### Stated problem
Copy all of the data below line for line, changing nothing.
BEGIN Record set
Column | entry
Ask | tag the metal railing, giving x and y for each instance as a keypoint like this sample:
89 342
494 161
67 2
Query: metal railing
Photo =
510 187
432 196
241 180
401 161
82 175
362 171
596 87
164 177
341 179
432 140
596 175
END Record set
### Full answer
Column | entry
Ask | tag the metal railing, giving x and y for each instance as a keypoint like this sample:
89 342
494 161
67 2
Query: metal railing
Photo =
510 187
432 196
241 180
401 161
82 175
362 171
596 87
164 177
341 179
432 140
596 175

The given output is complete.